EXTRAIT CHOISI —
Un autre constat est que la décomposition des bois-morts varie aussi selon leur disposition dans le microrelief ou leur degré d'enfouissement[14]. Les modes de gestion sylvicole dits « proches de la nature » (type prosilva) cherchent - quand il s'agit d'exploiter la forêt « en bouquets » - à imiter les chablis naturels (trouées généralement de petite taille, touchant des peuplements plutôt anciens ou sénescents, et laissant une clairière dont la luminosité et le microclimat sont favorables à la bonne croissance des plants naturellement issus de graines). Le forestier prend soin d'alors laisser au sol un peu de bois-mort qui contribuera à l'entretien de la fonge et de l'humus forestiers.

Le chablis naturel permet la régénération forestière et l'entretien de sols de qualité dans les forêts primaires. Comprendre son rôle et celui de la topographie peut aussi aider le sylviculteur à anticiper les interactions du chablis avec la sylviculture. Certaines pratiques sylvicoles peuvent augmenter le risque de chablis[15], « Dans les peuplements susceptibles, la coupe par bandes, l'éclaircie ou la création de nouvelles lisières peuvent occasionner des dommages considérables »[15], pour améliorer ses résultats[15]. En forêt de type taïga, certains auteurs, pour améliorer la qualité de sols forestiers, recommandent de mettre en œuvre des actions imitant les chablis « tous les 200–400 ans pour maintenir la capacité productive du sol dans ces écosystèmes »[13].

Perspective historique

En Europe, le volume (en mètres cubes) de bois abattus par le vent connaît une augmentation depuis 150 ans. Cette augmentation se décompose en trois phases :

  • de 1865 à 1950 : augmentation lente et régulière en « Europe Centrale et du Nord » (Allemagne, Autriche, Hongrie, Pologne, République tchèque, Slovaquie, Danemark, Suède, Finlande). Variation marginale en « Europe de l'Ouest » (Irlande, France, Grande-Bretagne, Italie, Espagne) ;
  • de 1951 à 1981 : forte augmentation en « Europe Centrale et du Nord », augmentation lente et régulière en « Europe de l'Ouest » ;
  • de 1982 à 2000 (dernière statistique disponible) : forte augmentation en « Europe Centrale et du Nord » et en « Europe de l'Ouest ».

LISTE DES LIGNES —
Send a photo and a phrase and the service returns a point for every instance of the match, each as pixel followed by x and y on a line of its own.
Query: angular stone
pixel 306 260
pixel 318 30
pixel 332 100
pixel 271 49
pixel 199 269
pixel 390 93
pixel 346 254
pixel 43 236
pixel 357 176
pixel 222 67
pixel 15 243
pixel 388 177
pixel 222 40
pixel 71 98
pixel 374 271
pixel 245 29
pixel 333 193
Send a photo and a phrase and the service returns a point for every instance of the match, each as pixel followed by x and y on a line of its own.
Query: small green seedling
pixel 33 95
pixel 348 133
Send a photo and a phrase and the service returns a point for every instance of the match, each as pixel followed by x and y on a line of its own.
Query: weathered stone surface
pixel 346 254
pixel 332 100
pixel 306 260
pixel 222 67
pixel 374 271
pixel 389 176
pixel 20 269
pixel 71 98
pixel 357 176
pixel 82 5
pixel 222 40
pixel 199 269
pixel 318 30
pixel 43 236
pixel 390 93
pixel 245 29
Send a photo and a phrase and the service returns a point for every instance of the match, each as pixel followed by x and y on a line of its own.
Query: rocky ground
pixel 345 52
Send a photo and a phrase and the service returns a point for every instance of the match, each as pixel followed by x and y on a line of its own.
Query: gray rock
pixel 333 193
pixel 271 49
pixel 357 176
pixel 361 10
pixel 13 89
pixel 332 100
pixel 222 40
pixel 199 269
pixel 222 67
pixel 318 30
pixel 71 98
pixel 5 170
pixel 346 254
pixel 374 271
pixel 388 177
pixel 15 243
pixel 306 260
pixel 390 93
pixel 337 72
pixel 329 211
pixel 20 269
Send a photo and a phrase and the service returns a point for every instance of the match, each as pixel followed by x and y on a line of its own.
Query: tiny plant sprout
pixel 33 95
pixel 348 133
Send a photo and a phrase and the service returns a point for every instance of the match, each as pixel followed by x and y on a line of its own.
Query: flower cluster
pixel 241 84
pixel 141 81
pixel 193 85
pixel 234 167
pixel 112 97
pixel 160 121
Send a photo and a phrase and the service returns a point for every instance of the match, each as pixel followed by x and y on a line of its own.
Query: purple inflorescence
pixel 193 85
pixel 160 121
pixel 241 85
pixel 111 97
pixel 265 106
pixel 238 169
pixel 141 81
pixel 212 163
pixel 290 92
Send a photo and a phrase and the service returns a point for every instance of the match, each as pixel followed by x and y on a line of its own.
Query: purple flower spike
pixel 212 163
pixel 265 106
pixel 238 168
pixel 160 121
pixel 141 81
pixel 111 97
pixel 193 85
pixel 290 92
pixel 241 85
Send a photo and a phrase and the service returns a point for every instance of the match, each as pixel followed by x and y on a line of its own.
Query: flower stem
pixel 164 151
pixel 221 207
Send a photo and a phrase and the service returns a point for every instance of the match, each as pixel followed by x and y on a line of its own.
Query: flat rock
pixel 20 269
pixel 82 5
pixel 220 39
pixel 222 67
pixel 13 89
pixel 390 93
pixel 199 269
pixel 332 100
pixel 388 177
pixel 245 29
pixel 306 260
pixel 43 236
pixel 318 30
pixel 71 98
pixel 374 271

SÉRIE DE TÂCHES —
• A. Réécrivez sous forme de liste le paragraphe du texte sur les chablis qui commence par « Un autre constat est que », en conservant ses faits principaux.
• B. Continuez le texte sur les chablis à partir de sa dernière phrase.

RÉPONSES PAR TÂCHE —
• A.
- La décomposition du bois mort varie aussi selon sa position dans le microrelief et son degré d'enfouissement.
- Les modes de gestion sylvicole dits « proches de la nature » (type prosilva) cherchent, lorsqu'ils exploitent la forêt « en bouquets », à imiter les chablis naturels.
- Ces chablis forment des trouées généralement petites dans des peuplements plutôt anciens ou sénescents. Ils laissent une clairière dont la luminosité et le microclimat favorisent la croissance des plants issus de graines.
- Le forestier laisse alors au sol un peu de bois mort, qui contribuera à entretenir la fonge et l'humus forestiers.

• B.
Cette augmentation depuis 150 ans du chablis en Europe serait une conséquence du réchauffement climatique selon un rapport publié par le Parc Naturel du Morvan en 2006[16].

Cette augmentation peut selon les cas avoir diverses causes qui peuvent s'additionner :

  • vieillissement naturel de certaines parcelles,
  • arbres moins profondément ancrés en raison d'un sol enrichi en nitrates en surface,
  • systèmes racinaires affaiblis (alternances de canicules et périodes pluvieuses aux hivers doux, engins forestiers trop lourds écrasant les racines et tassant les sols fragiles),
  • augmentation du nombre et de la force des tempêtes,
  • systèmes de coupes rases ou de lisières rectilignes favorisant les attaques d'insectes (par les scolytes notamment) et le renversement par le vent.

Elle pourrait encore être renforcée à l'avenir en raison des dérèglements climatiques attendus.

Modélisation

De nombreux auteurs ont cherché à modéliser les facteurs de risques de chablis, notamment dans la perspective du dérèglement climatique, et pour aider les gestionnaires à évaluer le risque à la parcelle, et le cas échéant formuler des prescriptions ou adaptations sylvicoles et assurantielles, afin de réduire les pertes induites par les chablis ou faire en sorte qu'ils deviennent utiles à la forêt.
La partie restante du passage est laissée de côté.